Write out every line of the entries below as a JSON list of strings, with one string for each line and any blank lines left out.

..............................

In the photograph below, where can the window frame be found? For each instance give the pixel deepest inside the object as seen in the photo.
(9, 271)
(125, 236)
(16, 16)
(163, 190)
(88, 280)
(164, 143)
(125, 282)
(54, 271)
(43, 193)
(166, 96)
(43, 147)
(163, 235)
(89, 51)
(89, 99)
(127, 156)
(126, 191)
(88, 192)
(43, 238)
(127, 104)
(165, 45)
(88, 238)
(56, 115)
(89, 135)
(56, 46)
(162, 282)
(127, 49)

..............................

### TASK OUTPUT
[
  "In the photograph below, where can the window frame be found? For each instance give the pixel deepest inside the object as seen in the photo.",
  "(9, 271)",
  "(125, 236)",
  "(16, 16)",
  "(163, 190)",
  "(88, 280)",
  "(164, 143)",
  "(125, 282)",
  "(54, 271)",
  "(43, 193)",
  "(166, 96)",
  "(43, 147)",
  "(163, 235)",
  "(89, 51)",
  "(89, 99)",
  "(127, 156)",
  "(126, 191)",
  "(88, 192)",
  "(43, 238)",
  "(127, 104)",
  "(165, 45)",
  "(88, 238)",
  "(56, 115)",
  "(89, 135)",
  "(56, 46)",
  "(162, 282)",
  "(127, 49)"
]